◆ Excerpted text:
*****
# Appendix - LSTM + Attention from Scratch

In [9]:
import torchtext
import torch 
from torch import nn 
import math

device = torch.device('cuda' if torch.cuda.is_available() else 'cpu')
print (device)

cpu


## LSTM

### 1.1 Vanilla LSTM from Scratch

In [10]:
class LSTM_cell(nn.Module):
    def __init__(self, input_dim:int, hidden_dim:int):
        super().__init__()
        
        self.hidden_dim = hidden_dim
        
        # initialise the trianable Parameters
        # for input gate
        self.U_i = nn.Parameter(torch.Tensor(input_dim, hidden_dim))
        self.W_i = nn.Parameter(torch.Tensor(hidden_dim, hidden_dim))
        self.b_i = nn.Parameter(torch.Tensor(hidden_dim))
        
        # for forget gate
        self.U_f = nn.Parameter(torch.Tensor(input_dim, hidden_dim))
        self.W_f = nn.Parameter(torch.Tensor(hidden_dim, hidden_dim))
        self.b_f = nn.Parameter(torch.Tensor(hidden_dim))
        
        # for input (tanh layer, updated state)
        self.U_g = nn.Parameter(torch.Tensor(input_dim, hidden_dim))
        self.W_g = nn.Parameter(torch.Tensor(hidden_dim, hidden_dim))
        self.b_g = nn.Parameter(torch.Tensor(hidden_dim))
        
        # for output gate
        self.U_o = nn.Parameter(torch.Tensor(input_dim, hidden_dim))
*****
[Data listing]
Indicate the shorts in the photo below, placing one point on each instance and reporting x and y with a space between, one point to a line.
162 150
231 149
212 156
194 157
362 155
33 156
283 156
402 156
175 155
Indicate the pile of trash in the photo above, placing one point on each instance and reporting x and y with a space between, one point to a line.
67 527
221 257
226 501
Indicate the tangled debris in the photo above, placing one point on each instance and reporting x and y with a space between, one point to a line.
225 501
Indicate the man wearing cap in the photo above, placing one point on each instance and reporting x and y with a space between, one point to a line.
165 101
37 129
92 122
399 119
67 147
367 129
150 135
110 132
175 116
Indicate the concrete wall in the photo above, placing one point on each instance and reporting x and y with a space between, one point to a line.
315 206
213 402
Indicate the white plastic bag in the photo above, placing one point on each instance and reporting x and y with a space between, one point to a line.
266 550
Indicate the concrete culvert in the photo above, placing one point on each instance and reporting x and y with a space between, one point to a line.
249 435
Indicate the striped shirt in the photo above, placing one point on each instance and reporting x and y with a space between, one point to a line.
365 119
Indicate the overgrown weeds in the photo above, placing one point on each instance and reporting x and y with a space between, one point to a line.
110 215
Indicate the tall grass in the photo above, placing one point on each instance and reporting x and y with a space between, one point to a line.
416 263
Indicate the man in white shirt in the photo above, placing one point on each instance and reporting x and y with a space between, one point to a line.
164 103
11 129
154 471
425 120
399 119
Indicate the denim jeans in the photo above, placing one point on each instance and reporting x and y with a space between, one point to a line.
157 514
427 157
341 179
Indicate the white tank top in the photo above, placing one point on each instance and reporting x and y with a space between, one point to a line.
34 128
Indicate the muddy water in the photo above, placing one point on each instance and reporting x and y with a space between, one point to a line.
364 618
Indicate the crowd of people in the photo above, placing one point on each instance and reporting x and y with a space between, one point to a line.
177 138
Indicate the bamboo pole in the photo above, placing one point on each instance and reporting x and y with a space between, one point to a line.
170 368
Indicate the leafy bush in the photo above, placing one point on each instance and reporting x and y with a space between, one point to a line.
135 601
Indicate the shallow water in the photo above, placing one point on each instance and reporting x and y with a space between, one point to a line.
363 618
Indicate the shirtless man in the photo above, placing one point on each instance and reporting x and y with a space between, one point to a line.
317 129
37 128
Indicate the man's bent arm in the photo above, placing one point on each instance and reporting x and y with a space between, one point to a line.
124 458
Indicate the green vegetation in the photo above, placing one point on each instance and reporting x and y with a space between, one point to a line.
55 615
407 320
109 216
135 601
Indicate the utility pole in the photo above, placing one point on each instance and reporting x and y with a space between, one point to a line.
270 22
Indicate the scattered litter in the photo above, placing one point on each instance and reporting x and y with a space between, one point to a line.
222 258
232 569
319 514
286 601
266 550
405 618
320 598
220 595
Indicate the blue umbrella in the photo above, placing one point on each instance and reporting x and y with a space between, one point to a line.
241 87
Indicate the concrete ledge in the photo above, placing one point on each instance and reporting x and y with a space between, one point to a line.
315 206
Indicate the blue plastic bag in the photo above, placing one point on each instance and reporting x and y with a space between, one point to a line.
*****
◆ Directive:
From the LSTM code, write out the span that begins at the words "# initialise the" and stops after "self.b_i = nn.Parameter(torch.Tensor(hidden_dim))", replacing "W_i" with "W_in" throughout. Work only from the LSTM code.

◆ Response to the task:
# initialise the trianable Parameters
        # for input gate
        self.U_i = nn.Parameter(torch.Tensor(input_dim, hidden_dim))
        self.W_in = nn.Parameter(torch.Tensor(hidden_dim, hidden_dim))
        self.b_i = nn.Parameter(torch.Tensor(hidden_dim))